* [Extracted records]

***

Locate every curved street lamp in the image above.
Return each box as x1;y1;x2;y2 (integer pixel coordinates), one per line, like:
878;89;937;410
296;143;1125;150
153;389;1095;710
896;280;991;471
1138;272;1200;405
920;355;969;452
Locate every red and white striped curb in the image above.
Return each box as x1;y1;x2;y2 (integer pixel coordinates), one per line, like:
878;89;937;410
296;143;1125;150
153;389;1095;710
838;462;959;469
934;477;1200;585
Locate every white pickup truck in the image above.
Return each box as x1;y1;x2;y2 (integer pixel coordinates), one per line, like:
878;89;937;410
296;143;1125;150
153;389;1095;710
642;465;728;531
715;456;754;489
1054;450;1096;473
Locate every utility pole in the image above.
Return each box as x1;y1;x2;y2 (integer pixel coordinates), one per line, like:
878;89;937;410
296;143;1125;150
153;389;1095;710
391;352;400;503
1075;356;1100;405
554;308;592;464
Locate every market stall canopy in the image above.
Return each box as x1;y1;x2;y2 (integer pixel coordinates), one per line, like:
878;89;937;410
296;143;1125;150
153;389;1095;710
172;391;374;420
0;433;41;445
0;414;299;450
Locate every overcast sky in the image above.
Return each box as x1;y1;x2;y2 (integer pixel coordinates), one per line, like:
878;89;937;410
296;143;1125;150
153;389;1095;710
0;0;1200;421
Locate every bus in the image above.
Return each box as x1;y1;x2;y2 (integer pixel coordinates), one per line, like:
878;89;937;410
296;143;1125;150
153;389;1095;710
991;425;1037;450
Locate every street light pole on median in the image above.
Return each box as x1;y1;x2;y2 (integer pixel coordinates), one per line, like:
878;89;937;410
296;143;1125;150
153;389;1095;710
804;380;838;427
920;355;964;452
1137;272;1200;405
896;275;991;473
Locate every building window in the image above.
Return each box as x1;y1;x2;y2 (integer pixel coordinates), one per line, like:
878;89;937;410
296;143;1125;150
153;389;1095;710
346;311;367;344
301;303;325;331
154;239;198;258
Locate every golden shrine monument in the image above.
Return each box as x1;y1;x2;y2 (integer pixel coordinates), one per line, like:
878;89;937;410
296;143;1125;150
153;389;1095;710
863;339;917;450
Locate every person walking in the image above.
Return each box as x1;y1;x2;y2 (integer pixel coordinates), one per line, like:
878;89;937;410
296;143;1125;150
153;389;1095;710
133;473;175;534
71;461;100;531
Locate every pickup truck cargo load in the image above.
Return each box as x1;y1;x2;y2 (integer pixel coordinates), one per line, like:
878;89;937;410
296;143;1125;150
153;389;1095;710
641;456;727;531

***

* [Required work]
Swap "Locate" for "Find" everywhere it appears in the material above, and reproduce the lines with no other changes.

* [Task result]
Find every curved street lamp in the image above.
Return each box as x1;y1;x2;y2 (integer pixel coordinates), one per line, like:
878;89;937;410
296;143;1125;150
153;389;1095;710
896;280;991;471
1138;272;1200;405
920;355;969;452
Find every red and white striped curb in the image above.
Return each box as x1;y1;x2;y2 (integer pixel coordinates), one per line, like:
878;89;937;410
296;143;1125;150
153;389;1095;710
838;462;959;469
934;477;1200;585
Find every white pickup truck in the image above.
Return each box as x1;y1;x2;y2 (integer pixel coordinates), one per line, like:
878;89;937;410
296;143;1125;150
153;389;1095;710
642;465;728;531
715;456;754;489
1054;450;1096;473
Find every utility pole in the image above.
Return each box as x1;y1;x2;y2 (integer pixel coordinates), one per line, like:
878;89;937;410
296;143;1125;150
153;389;1095;710
391;352;400;503
1075;356;1100;405
554;308;592;464
Find every market stall canopy in the image above.
Return each box as x1;y1;x2;y2 (integer pixel coordinates), one per line, like:
878;89;937;410
296;143;1125;150
153;389;1095;710
172;391;374;420
0;433;41;445
0;414;299;450
Find every overcast sky in the image above.
Return each box as x1;y1;x2;y2 (integer pixel coordinates), one per line, like:
878;89;937;410
296;143;1125;150
153;389;1095;710
0;0;1200;421
Find every bus in the image above.
Return each box as x1;y1;x2;y2 (integer pixel coordinates), one per line, like:
878;89;937;410
296;143;1125;150
153;389;1095;710
991;425;1037;450
Find every street light pole on median in the image above.
Return each box as x1;y1;x2;y2 (integer pixel coordinates), one per line, like:
878;89;937;410
296;143;1125;150
153;389;1095;710
804;380;838;427
920;355;964;452
1137;272;1200;405
896;275;991;473
Find every building window in the image above.
Return each box as x1;y1;x2;y2 (integer pixel coordinates), one per line, like:
878;89;937;410
296;143;1125;150
153;389;1095;710
346;311;367;344
301;303;325;331
154;239;198;258
Find every golden shrine monument in the image above.
Return each box as x1;y1;x2;y2 (integer pixel coordinates), one per line, like:
878;89;937;410
296;143;1125;150
153;389;1095;710
863;339;917;450
Find every person walking in the image above.
Return each box as x1;y1;x2;y2 (integer pixel coordinates), one per line, like:
878;89;937;410
296;143;1125;150
153;389;1095;710
133;473;175;534
71;461;100;531
Find every pickup truck cargo load in the image above.
Return each box as x1;y1;x2;y2 (integer pixel coordinates), one per line, like:
878;89;937;410
296;143;1125;150
153;389;1095;710
641;456;727;531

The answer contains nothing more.